● **WORK REQUEST**:
Continue the essay below on food sourcing, consumer habits and palm oil, picking up after its last sentence.

● **SOURCE TEXT**:
··········
The world we live in sustains us with life. You might think that is an obvious statement to make. It is just that but it is one that we take for granted. We have everything we could possibly need. Food, water and the ability to live because these fragile factors sit delicately in a harmonic balance.

If that equilibrium is disturbed, it can cause many problems. Being a ‘foodie’ isn’t just about enjoying and appreciating the taste of good food. It requires us to adequately note where and how the food we eat is sourced and how it has been treated.

Who hasn’t just gone into the supermarket feeling exhausted after a long day at work and just taken the first thing of the shelf without reading the label? My confession – I stand guilty as charged. Ease and convenience has made a lot of people compromise the quality of what they eat. In today’s rapidly changing and volatile world, we cannot afford to do this lightly anymore.

Looking around shops and supermarkets, many products we see are geared up to seducing our senses. (I love it-I am a pleasure junkie). Anything that excites our receptors to pleasure is used to appeal to our emotional sensibilities over perhaps more practical and healthy options.

The anticipation of pleasure plays an important role when it comes to influencing what we buy. Brightly coloured packaging, (and of course, not forgetting how much sex sells for instance), these techniques are cleverly used to promote sales of countless products in the market today. Like moths to a flame, we take the bait willingly and perhaps very carelessly.

Take palm oil for instance. If you look at the back of some supermarket products, you will see that palm oil is used as an ingredient. This is extremely destructive on the environment and many of the world’s natural habitats are being exterminated as a consequence (like orangutans for example). We should ignore this at our peril. Out of sight, out of mind will not protect us from the very real danger of the natural world being completely destroyed.

Deforestation, flooding, exploitation of immigrant workers employed on illegal palm oil plantations (to name but a few) .. but it’s all relative…right? If it’s not on our doorstep, we tend to not think or worry about it. But hey, if the packaging is cool and it looks good, who cares….

Again, mass consumerism ensures there is always supply and demand. If there is money to be made, that usually overrides the collective good. Looking through life through a microcosm isolates you from the whole. ‘My demands and needs are all that matters’. We don’t think of the greater good, just our own good.
··········
● **INFORMATION PROVIDED**:
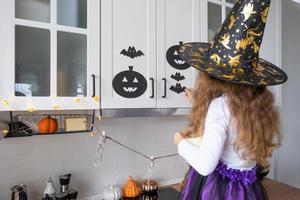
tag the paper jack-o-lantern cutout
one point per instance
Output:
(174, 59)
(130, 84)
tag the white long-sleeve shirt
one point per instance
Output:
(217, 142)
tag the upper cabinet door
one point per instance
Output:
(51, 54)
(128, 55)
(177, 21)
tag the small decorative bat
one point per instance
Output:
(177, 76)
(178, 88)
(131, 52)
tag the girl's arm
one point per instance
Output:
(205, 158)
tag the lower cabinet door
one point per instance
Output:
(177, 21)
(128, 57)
··········
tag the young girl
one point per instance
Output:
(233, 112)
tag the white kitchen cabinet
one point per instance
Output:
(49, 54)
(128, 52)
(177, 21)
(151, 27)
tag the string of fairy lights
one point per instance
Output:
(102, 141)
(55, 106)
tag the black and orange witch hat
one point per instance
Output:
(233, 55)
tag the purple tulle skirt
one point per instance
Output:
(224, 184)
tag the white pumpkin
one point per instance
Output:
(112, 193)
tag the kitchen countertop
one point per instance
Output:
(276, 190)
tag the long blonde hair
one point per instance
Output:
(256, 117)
··········
● **EXPECTED ANSWER**:
If we don’t make conscious and ethical decisions in regards to how our food is sourced, we end up with the bleak prospect of destroying the natural habitats of animals not to mention, our own health in the end. We must think how our actions affect other people and the environment.

Our innate selfishness ensures our individual survival but potentially at the cost of the collective wellbeing of the planet if the choices we make create a negative impact on the rest of the world. If that is the case, as a collective species, we could be well on the way to destruction….

According to Richard Dawkins, we act within our own interests and only in the interests of others if it ensures our own survival. Altruism, therefore is part of some kind of default response in an attempt to further our own interests.

I feel that is a poor outlook….I really hope not. I would like to think that people do things for others simply for the joy of doing so and not hoping for anything in return. There is much to be gained in life by acting and loving unconditionally. I think we are too afraid to do so as there is always that doubt that if we show kindness and generosity to someone, they may see it as a weakness and take full advantage. Yes…possibly, but maybe not….

Basically, if you compare humanity’s relationship to nature, (like all relationships), if we don’t nurture them properly, they will not grow and thrive in the way they should. If we abuse people, relationships become destructive and suffer as a consequence.

Why would our relationship with nature be any different? We are all dependent on each other and the earth is dependent on us. Look after the natural world and it will look after you in turn….guaranteed!